WHAT IS ASKED:
a – In the commit notes on timing fixes, where is the masking enabled by opsel_amask now done?
b – Carry on the commit notes on timing fixes from the point where they stop.

SELECTED TEXT:
- - - - -

Signed-off-by: Paul Mackerras <paulus@ozlabs.org>

At present there is a state transition in the handling of the fmadd
instructions where the next state depends on the sign bit of the
multiplier result. This creates a critical path which doesn't make
timing on the A7-100. To fix this, we make the state transition
independent of the sign of the multiplier result, which improves
timing, but means we take one more cycle to do a fmadd-family
instruction in some cases.
Signed-off-by: Paul Mackerras <paulus@ozlabs.org>

The masking enabled by opsel_amask is only used when rounding, to trim
the rounded result to the required precision. We now do the masking
after the adder rather than before (on the A input). This gives the
same result and helps timing. The path from r.shift through the mask
generator and adder to v.r was showing up as a critical path.
Signed-off-by: Paul Mackerras <paulus@ozlabs.org>

This moves longmask into the reg_type record, meaning that it now
needs to be decided a cycle earlier, in order to help timing.
Signed-off-by: Paul Mackerras <paulus@ozlabs.org>

This moves opsel_a into the reg_type record, meaning that the A
multiplexer input now needs to be decided a cycle earlier. This helps
timing by eliminating the combinatorial path from r.state and other
things to opsel_a and thence to in_a and result.
This means that some things now take an extra cycle, in particular
some of the exception cases such as when one or both operands are
NaNs. The NaN handling has been moved out to its own state, which
simplifies the logic for exception cases in other places. Additions
or subtractions where FRB's exponent is smaller than FRA's will
also take an extra cycle.

- - - - -

DATASET:
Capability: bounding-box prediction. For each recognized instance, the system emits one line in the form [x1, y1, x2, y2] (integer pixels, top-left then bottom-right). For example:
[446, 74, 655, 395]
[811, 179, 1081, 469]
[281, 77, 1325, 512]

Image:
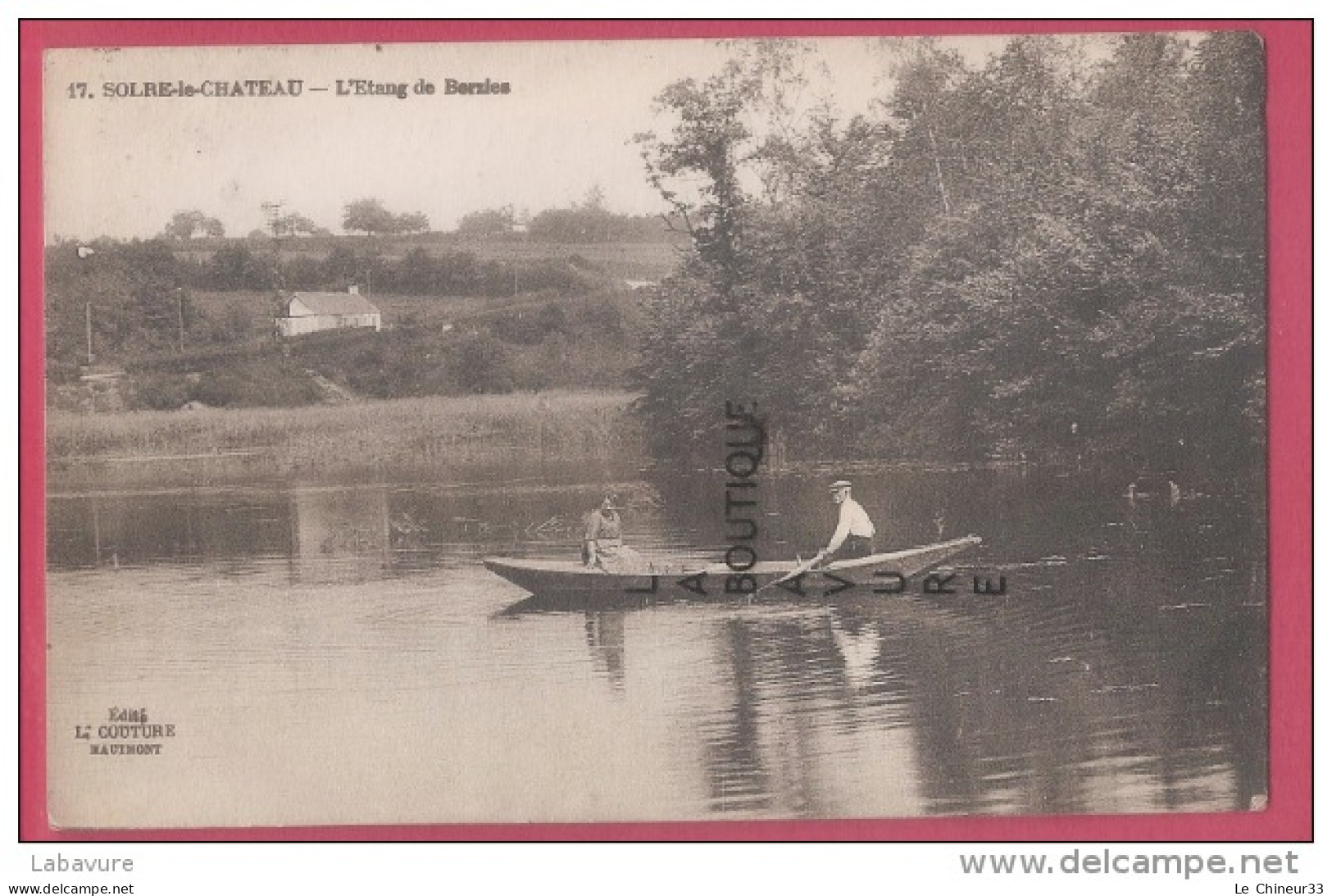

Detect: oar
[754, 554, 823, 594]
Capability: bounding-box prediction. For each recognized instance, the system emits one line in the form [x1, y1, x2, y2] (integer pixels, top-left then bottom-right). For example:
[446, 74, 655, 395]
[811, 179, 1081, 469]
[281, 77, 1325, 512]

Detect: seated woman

- - - - -

RESULTS:
a – After the adder, rather than before it on the A input.

b –
Signed-off-by: Paul Mackerras <paulus@ozlabs.org>

This implements fmadd, fmsub, fnmadd, fnmsub and their
single-precision counterparts. The single-precision versions operate
the same as the double-precision versions until the final rounding and
overflow/underflow steps.
This adds an S register to store the low bits of the product. S
shifts into R on left shifts, and can be negated, but doesn't do any
other arithmetic.
This adds a test for the double-precision versions of these
instructions.
Signed-off-by: Paul Mackerras <paulus@ozlabs.org>

This implements the floating square-root calculation using a table
lookup of the inverse square root approximation, followed by three
iterations of Goldschmidt's algorithm, which gives estimates of both
sqrt(FRB) and 1/sqrt(FRB). Then the residual is calculated as
FRB - R * R and that is multiplied by the 1/sqrt(FRB) estimate to get
an adjustment to R. The residual and the adjustment can be negative,
and since we have an unsigned multiplier, the upper bits can be wrong.
In practice the adjustment fits into an 8-bit signed value, and the
bottom 8 bits of the adjustment product are correct, so we sign-extend
them, divide by 4 (because R is in 10.54 format) and add them to R.
Finally the residual is calculated again and compared to 2*R+1 to see
if a final increment is needed. Then the result is rounded and
written back.
This implements fsqrts as fsqrt, but with rounding to single precision
and underflow/overflow calculation using the single-precision exponent
range. This could be optimized later.
Signed-off-by: Paul Mackerras <paulus@ozlabs.org>

This implements frsqrte by table lookup. We first normalize the input
if necessary and adjust so that the exponent is even, giving us a
mantissa value in the range [1.0, 4.0), which is then used to look up
an entry in a 768-entry table. The 768 entries are appended to the
table for reciprocal estimates, giving a table of 1024 entries in
total. frsqrtes is implemented identically to frsqrte.
The estimate supplied is accurate to 1 part in 1024 or better.
Signed-off-by: Paul Mackerras <paulus@ozlabs.org>

This just returns the value from the inverse lookup table. The result
is accurate to better than one part in 512 (the architecture requires
1/256).
This also adds a simple test, which relies on the particular values in
the inverse lookup table, so it is not a general test.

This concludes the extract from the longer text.